= Records provided =
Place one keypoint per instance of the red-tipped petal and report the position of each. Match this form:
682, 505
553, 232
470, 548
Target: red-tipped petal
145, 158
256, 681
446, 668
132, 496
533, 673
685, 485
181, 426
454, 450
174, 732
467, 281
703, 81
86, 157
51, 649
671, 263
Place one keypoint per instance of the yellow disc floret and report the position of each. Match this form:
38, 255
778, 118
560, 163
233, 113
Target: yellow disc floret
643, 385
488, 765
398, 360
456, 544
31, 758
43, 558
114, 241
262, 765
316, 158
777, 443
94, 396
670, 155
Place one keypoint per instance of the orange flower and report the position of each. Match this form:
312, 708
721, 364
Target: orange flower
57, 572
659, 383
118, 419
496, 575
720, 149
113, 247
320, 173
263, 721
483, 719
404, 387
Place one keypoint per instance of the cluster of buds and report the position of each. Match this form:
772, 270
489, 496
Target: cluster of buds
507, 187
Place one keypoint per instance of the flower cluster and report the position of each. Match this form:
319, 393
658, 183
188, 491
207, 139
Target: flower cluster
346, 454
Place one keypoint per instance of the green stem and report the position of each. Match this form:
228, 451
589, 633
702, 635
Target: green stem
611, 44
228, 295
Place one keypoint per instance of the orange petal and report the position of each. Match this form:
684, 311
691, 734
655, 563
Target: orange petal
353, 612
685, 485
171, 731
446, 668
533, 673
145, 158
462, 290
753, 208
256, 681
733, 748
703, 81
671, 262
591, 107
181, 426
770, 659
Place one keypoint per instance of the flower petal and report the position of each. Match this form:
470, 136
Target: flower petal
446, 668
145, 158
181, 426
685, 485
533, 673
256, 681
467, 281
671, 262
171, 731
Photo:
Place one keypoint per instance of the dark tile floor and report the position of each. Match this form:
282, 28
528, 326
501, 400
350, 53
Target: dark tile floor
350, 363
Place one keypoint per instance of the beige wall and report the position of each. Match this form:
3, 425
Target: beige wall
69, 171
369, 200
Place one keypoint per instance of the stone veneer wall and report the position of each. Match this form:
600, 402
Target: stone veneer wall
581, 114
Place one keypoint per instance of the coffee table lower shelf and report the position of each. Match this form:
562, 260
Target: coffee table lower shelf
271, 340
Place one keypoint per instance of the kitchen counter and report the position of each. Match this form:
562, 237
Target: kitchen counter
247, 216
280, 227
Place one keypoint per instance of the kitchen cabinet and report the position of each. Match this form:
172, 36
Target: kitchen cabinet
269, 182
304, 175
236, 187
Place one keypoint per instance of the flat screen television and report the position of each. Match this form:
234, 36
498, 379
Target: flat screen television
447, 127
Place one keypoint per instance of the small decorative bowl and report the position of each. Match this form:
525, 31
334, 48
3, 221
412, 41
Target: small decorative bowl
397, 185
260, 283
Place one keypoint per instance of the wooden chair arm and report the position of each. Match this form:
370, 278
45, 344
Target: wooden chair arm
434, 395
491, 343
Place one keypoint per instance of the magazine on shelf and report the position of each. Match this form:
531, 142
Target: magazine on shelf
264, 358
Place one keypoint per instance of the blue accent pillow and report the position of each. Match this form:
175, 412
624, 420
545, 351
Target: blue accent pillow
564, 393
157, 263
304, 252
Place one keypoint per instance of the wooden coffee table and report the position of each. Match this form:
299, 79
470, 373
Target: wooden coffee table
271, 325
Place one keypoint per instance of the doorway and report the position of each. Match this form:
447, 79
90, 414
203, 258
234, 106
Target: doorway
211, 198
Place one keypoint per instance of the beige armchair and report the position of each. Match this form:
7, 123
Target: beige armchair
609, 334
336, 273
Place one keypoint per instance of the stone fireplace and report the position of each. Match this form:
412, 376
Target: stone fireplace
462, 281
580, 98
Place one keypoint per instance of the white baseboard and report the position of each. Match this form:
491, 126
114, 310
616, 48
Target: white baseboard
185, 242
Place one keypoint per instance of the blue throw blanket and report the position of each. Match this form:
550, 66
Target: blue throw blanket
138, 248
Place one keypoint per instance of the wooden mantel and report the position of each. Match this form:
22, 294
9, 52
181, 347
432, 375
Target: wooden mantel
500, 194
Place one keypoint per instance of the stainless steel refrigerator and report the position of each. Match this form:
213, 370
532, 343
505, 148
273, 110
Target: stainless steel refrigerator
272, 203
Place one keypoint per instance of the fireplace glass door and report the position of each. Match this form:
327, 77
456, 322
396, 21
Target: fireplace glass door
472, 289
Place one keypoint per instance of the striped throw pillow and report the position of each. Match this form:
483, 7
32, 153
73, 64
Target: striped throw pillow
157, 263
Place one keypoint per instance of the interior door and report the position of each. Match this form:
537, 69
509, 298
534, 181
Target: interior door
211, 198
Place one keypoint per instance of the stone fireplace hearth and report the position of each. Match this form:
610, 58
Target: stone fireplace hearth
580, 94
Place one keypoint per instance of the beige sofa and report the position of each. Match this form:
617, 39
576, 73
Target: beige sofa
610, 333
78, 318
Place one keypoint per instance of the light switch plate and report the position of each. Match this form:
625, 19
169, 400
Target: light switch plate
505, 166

...

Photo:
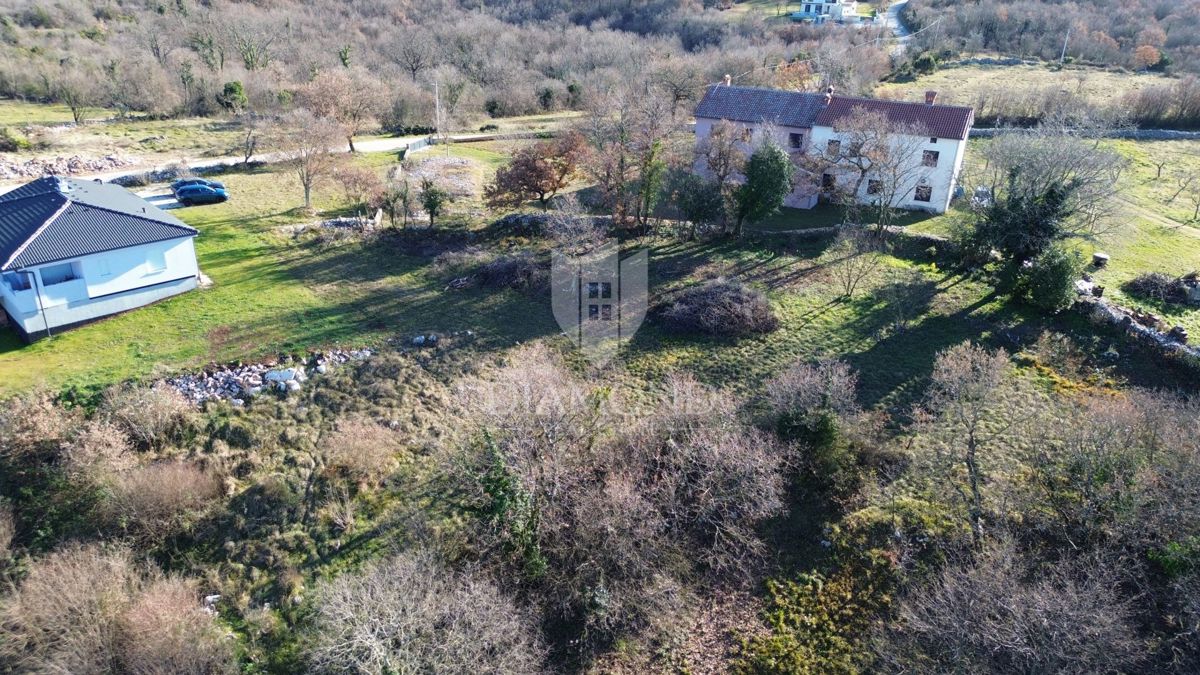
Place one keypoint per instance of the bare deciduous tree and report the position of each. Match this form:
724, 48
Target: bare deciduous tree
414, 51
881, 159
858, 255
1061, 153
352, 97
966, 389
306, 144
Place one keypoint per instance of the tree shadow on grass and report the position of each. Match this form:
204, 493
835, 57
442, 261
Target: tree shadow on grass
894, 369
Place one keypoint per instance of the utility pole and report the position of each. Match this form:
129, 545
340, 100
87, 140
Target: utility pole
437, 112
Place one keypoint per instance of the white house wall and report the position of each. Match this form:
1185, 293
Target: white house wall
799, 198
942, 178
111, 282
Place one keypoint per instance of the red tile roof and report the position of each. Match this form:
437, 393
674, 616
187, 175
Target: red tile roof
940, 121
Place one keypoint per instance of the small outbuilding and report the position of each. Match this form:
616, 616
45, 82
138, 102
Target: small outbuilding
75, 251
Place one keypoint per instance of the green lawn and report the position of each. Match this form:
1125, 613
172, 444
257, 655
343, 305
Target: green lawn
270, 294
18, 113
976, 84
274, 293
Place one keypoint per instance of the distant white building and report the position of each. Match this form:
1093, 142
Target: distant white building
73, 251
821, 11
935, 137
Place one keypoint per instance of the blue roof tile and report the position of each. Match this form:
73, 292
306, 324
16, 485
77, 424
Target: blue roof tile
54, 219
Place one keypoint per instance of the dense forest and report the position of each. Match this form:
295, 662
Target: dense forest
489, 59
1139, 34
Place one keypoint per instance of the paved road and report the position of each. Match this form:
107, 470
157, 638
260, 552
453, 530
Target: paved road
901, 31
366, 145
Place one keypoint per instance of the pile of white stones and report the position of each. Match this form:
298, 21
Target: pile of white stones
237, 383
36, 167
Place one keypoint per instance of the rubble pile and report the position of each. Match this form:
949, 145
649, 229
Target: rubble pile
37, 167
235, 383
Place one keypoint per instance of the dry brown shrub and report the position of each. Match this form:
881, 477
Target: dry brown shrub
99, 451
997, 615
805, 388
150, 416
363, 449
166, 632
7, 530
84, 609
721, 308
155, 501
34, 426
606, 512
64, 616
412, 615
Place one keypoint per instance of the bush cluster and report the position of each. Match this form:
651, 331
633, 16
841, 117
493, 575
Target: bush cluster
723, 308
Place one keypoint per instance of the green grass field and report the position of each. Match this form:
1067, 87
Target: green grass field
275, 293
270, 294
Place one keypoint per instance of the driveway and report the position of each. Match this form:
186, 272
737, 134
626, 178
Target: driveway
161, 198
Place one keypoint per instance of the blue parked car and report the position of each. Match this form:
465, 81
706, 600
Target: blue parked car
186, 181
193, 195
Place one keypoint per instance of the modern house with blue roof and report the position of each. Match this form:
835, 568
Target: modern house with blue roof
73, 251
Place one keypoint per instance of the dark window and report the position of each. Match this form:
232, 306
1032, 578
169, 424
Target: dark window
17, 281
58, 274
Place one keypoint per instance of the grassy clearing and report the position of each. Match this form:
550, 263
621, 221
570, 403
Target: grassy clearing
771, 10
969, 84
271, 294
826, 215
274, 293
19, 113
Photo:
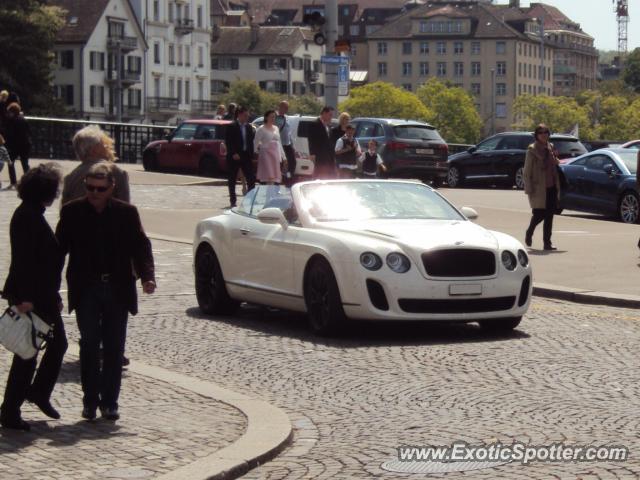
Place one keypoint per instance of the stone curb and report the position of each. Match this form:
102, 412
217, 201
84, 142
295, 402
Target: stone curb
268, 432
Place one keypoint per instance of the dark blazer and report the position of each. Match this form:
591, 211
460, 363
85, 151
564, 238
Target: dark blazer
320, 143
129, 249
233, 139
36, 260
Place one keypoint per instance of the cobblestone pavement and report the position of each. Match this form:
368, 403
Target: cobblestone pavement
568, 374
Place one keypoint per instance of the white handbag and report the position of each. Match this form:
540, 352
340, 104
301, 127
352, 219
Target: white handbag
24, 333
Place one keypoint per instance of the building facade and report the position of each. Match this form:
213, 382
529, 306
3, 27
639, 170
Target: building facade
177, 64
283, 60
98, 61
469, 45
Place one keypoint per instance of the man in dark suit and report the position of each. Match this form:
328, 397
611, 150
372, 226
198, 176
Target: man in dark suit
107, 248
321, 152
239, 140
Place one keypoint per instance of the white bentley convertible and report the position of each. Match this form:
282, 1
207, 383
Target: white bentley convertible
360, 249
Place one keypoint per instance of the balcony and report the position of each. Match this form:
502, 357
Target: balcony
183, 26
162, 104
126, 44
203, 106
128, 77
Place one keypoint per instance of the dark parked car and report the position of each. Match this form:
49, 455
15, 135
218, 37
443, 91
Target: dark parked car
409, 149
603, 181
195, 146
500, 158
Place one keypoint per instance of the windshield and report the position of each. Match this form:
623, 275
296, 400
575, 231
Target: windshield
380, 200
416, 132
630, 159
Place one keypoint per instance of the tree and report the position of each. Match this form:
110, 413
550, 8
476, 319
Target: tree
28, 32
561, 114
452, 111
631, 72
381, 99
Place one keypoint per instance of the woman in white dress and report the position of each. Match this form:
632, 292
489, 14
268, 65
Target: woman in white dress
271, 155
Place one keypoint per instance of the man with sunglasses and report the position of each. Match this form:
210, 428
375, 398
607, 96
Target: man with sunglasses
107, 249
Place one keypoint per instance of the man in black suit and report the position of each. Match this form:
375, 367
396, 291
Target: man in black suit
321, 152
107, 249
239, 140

= What you are asked to do =
Return every line above that contains the word "with". Matches must agree in case.

= Worked solution =
Place one keypoint per instance of the modern house with blue roof and report the position of each. Match this form:
Target: modern house with blue roof
Place one keypoint per instance of the man with sunglasses and report the position of each. Match this form:
Target: man with sunglasses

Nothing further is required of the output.